=== SOURCE TEXT ===

BDSM/apologizing to my Master
Expert: Mistress Violette - 3/24/2009
QuestionQUESTION: I am very new at this and i have an online Master and i was wonding how do i apologize to him when i have upset him????? And do u feel that online Don/Sub relationships work???? I am having areal had time giving my all to him, I am a very strong willed woman independant never allows a man to dominate me.. Him and I seem to be clashing a lot here.. Last night i did not feel i was getting the attention from him here online that i wanted so i said to him I will leave u now,and this morning i got an offline message from him saying he will leave me alone now, i didn't mean that what i meant was he seemed busy so i would go and let him do what he needs to do miscommunication, thats what i find on here a lot of that.. please help me i was just getting to know him and i don't want to lose him he is very kind upfront and respectful.. please help me thanks so much
(Precious) Shelley
ANSWER: Hello, Shelley,
You're right, it seems like there's a large amount of miscommunication in cyber space. Because we can't see expressions and hear tone of voice, we misinterpret the intentions behind the words, as happened here. I suggest you write to your dom and explain what you meant, just the way you wrote to me. Apologize for the miscommunication and say you hope the relationship can continue. I hope he'll be gracious about the situation. If not, this is probably someone you don't need to be involved with.

===

## WRITTEN INSTRUCTION 1
Convert the part of the records that opens with the line containing "For this challenge, identify the gray" and closes with the line containing "point(410, 453)" into a JSON list of strings, one string per line, with both of those lines included and blank lines left out.
The advice column and the records come from unrelated sources.

=== EXERCISE DATA ===

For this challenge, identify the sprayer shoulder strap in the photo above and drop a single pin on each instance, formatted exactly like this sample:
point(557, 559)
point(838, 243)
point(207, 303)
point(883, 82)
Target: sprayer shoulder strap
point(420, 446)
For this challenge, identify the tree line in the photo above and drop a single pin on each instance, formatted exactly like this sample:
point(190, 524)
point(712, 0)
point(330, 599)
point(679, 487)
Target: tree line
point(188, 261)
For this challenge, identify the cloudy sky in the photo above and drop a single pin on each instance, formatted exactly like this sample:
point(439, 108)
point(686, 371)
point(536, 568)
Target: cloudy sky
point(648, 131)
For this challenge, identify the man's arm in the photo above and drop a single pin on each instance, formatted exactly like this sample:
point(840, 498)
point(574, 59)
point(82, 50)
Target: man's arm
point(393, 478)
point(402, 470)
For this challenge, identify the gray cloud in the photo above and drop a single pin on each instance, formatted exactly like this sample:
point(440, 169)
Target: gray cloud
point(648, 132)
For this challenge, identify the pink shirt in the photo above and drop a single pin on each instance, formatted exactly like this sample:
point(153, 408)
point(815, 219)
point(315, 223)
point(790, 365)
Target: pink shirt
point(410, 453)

===
=== EXERCISE DATA ===

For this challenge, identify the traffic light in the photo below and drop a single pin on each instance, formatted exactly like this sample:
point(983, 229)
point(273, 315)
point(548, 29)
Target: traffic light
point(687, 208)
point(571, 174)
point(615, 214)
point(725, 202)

===
=== EXERCISE DATA ===

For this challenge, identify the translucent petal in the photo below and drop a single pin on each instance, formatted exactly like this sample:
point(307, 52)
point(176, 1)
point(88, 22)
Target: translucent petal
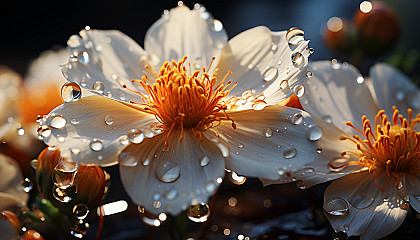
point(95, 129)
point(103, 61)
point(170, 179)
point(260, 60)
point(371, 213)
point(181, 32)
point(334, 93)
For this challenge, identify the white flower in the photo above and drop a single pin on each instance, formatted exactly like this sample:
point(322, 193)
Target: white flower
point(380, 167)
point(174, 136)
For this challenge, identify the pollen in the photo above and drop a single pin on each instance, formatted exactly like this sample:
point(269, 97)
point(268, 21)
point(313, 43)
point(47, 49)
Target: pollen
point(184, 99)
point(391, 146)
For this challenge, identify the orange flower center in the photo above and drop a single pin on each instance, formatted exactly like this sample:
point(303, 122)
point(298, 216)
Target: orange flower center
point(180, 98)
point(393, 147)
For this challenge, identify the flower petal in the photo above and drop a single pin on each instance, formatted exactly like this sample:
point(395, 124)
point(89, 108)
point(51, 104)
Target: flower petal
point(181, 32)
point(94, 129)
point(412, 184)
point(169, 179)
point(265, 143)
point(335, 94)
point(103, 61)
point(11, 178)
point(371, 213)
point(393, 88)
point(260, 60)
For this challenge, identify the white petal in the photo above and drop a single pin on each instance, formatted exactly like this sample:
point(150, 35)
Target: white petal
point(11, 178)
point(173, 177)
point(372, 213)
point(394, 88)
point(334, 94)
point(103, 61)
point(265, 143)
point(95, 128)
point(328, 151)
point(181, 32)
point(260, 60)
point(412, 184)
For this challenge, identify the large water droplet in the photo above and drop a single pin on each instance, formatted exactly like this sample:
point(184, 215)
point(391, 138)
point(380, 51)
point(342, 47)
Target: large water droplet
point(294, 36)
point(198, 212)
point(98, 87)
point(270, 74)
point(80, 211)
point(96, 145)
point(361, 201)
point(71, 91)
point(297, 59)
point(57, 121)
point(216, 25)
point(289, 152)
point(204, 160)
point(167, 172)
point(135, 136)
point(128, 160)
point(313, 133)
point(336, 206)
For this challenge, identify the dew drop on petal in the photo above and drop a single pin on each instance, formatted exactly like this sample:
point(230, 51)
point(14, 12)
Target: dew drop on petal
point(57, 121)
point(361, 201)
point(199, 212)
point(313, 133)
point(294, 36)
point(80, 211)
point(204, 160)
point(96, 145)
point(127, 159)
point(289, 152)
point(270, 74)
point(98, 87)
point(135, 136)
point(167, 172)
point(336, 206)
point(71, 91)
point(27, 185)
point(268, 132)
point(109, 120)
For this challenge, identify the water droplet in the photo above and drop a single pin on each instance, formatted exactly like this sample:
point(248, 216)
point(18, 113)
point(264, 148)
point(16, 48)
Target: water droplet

===

## WRITTEN INSTRUCTION 2
Continue the advice column about apologizing to an online Master from where it stops.

## RESULT 1
[
  "For this challenge, identify the gray cloud in the photo above and drop a single pin on each instance, formatted exactly like this sample:",
  "point(440, 169)",
  "Target: gray cloud",
  "point(648, 132)",
  "For this challenge, identify the pink shirt in the photo above and drop a single pin on each instance, formatted exactly like this sample:",
  "point(153, 408)",
  "point(815, 219)",
  "point(315, 223)",
  "point(790, 365)",
  "Target: pink shirt",
  "point(410, 453)"
]

## RESULT 2
Online relationships of all kinds work but it's hard. Besides the communication problems we've already mentioned there's the frustration of just not being together. Also, it's easier to be open and share intimate thoughts and feelings with someone who isn't right in front of you. While that sounds like a big plus, it's not, because it can allow a relationship to move too far too fast and seem like more than it is. It depends on the honesty and commitment of the people involved. I believe in taking relationships offline as soon as possible. It's more genuine if the person accepts you "warts and all" when he or she can actually see the warts.
You say you're an independent, strong willed woman who never allows a man to dominate her. Which makes me wonder why you're trying to make that happen with this man. This isn't to say that submissive people should be doormats. I think it's important that people who want to submit be strong willed and independent in other areas of their lives. But there are people who believe that submission is the only option for women and that's just not true. So, before you offer your submission to this man, please be sure that's what you truly want to do.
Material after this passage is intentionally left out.